--- Görev Tanımı 1 ---
Aşağıdaki satırlar arasından "jersey" dizisini içerenlerin tümünü toplayın ve her birini eksiksiz kopyalayın.

Emsal Mahkeme Kararı İstanbul 3. Asliye Ticaret Mahkemesi 2017/438 E. 2018/262 K. 13.03.2018 T.

Görüntülediğiniz mahkeme kararı kesinleşmiş bir karardır.

T.C.
İSTANBUL
3. ASLİYE TİCARET MAHKEMESİ

ESAS NO : 2017/438 Esas
KARAR NO : 2018/262

DAVA : Alacak (Ticari Satımdan Kaynaklanan)
DAVA TARİHİ : 10/05/2017
KARAR TARİHİ : 13/03/2018

İstanbul 1. Tüketici Mahkemesinin 31/01/2017 tarih, 2016/247 esas ve 2017/142 karar sayılı görevsizlik kararı üzerine Mahkememizde görülmekte olan Alacak (Ticari Satımdan Kaynaklanan) davasının yapılan açık yargılamaları sonunda :
GEREĞİ DÜŞÜNÜLDÜ :
Davacı vekili dava dilekçesinde özetle : Müvekkili şirketin 2015 yılından beri … adresinde marketçilik yaptığını, önceleri Davalı …’ın daha sonra Davalı … numaralı abonesi olduğunu, faturalarda dağıtım bedeli, enerji fonu, TRT payı, kayıp kaçak bedeli, sayaç okuma bedeli, EEE, BTV, PSH gibi adlar altında kalemlerin tahsil edildiğini, belirterek geriye dönük 10 yıl süre ile tahsil edilen bu bedellerin şimdilik 10.000,00-TL’sinin tahsil tarihinden itibaren işletilecek en yüksek reeskont faizi ile birlikte davalıdan tahsilini talep etmiştir.
CEVAP;
Davalı … Elektrik vekili cevap dilekçesinde özetle; Husumet itirazında bulunmuş ve faturalandırmanın mevzuata uygun olduğunu savunarak davanın reddini talep etmiştir.

--- Görev Tanımı 2 ---
Yukarıdaki mahkeme kararında "Davacı vekili dava dilekçesinde özetle" sözleriyle başlayan paragrafı, temel bilgilerini koruyarak madde madde yeniden yazın.

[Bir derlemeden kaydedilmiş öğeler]
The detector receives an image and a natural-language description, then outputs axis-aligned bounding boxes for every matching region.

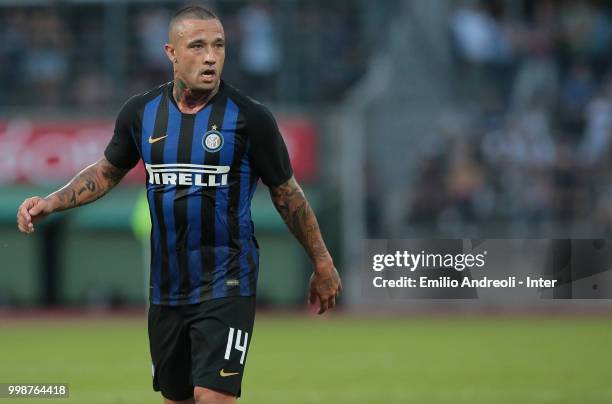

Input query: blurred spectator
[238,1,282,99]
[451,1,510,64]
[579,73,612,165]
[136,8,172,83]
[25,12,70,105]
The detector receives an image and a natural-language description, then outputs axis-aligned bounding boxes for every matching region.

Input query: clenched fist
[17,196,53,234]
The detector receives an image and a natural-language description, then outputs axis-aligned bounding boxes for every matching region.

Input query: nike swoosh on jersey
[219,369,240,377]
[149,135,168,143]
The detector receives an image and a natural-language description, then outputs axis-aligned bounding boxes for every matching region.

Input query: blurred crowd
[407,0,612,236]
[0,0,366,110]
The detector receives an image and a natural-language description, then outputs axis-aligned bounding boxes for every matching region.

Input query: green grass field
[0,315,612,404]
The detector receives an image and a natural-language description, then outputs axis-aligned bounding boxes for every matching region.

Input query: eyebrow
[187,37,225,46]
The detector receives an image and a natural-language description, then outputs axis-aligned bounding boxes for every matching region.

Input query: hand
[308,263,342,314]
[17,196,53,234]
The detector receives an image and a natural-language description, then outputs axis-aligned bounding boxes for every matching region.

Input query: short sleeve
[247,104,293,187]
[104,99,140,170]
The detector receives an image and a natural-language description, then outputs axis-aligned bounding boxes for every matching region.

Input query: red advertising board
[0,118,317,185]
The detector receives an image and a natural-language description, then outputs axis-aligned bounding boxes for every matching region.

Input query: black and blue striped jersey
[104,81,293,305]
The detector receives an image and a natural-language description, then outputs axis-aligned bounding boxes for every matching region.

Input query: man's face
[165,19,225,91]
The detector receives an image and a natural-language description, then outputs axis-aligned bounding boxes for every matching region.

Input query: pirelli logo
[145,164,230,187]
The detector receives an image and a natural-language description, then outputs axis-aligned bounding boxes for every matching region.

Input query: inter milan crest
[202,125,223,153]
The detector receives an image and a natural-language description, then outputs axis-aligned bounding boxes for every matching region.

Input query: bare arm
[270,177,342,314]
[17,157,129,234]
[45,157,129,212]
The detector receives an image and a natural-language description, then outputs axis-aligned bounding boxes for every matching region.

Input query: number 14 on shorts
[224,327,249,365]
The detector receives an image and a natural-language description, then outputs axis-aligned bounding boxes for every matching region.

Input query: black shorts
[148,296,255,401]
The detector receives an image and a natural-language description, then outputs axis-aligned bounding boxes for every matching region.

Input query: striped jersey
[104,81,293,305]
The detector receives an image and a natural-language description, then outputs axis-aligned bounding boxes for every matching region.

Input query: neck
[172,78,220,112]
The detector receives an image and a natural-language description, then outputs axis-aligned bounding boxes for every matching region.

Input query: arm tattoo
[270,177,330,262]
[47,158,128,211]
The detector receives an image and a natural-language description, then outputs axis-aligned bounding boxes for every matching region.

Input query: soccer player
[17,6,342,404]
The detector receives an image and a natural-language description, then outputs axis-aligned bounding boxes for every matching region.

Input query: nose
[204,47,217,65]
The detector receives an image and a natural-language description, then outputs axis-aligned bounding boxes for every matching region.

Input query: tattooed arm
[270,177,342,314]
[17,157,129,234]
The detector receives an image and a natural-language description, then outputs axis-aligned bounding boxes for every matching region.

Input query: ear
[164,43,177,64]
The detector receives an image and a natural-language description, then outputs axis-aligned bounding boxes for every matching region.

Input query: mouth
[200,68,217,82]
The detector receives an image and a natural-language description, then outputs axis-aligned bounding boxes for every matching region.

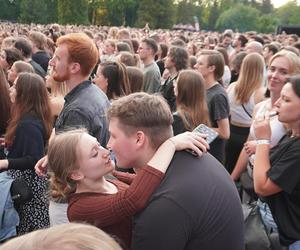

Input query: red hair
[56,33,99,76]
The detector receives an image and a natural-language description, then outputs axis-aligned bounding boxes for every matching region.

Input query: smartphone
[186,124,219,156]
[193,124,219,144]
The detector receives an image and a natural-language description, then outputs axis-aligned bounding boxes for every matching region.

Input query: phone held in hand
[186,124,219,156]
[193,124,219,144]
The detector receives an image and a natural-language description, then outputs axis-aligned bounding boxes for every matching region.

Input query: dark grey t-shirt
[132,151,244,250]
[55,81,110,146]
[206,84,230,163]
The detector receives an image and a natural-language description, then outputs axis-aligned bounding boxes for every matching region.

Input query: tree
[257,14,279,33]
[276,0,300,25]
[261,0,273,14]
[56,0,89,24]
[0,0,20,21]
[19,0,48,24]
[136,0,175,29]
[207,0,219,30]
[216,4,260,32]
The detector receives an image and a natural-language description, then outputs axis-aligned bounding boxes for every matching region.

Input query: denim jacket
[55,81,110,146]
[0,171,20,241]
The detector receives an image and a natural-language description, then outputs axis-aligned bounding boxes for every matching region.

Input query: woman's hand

--- Çözümlü Yanıt 1 ---
Input query: nike swoosh on jersey
Input query: black and blue striped jersey
Input query: striped jersey

--- Çözümlü Yanıt 2 ---
- Davacı şirket 2015 yılından beri … adresinde marketçilik yapmaktadır.
- Şirket önce Davalı …'ın, daha sonra Davalı … numaralı abonesi olmuştur.
- Faturalarda dağıtım bedeli, enerji fonu, TRT payı, kayıp kaçak bedeli, sayaç okuma bedeli, EEE, BTV ve PSH gibi adlar altında kalemler tahsil edilmiştir.
- Davacı vekili, geriye dönük 10 yıl boyunca tahsil edilen bu bedellerin şimdilik 10.000,00 TL'sinin, tahsil tarihinden itibaren işletilecek en yüksek reeskont faiziyle birlikte davalıdan tahsilini talep etmiştir.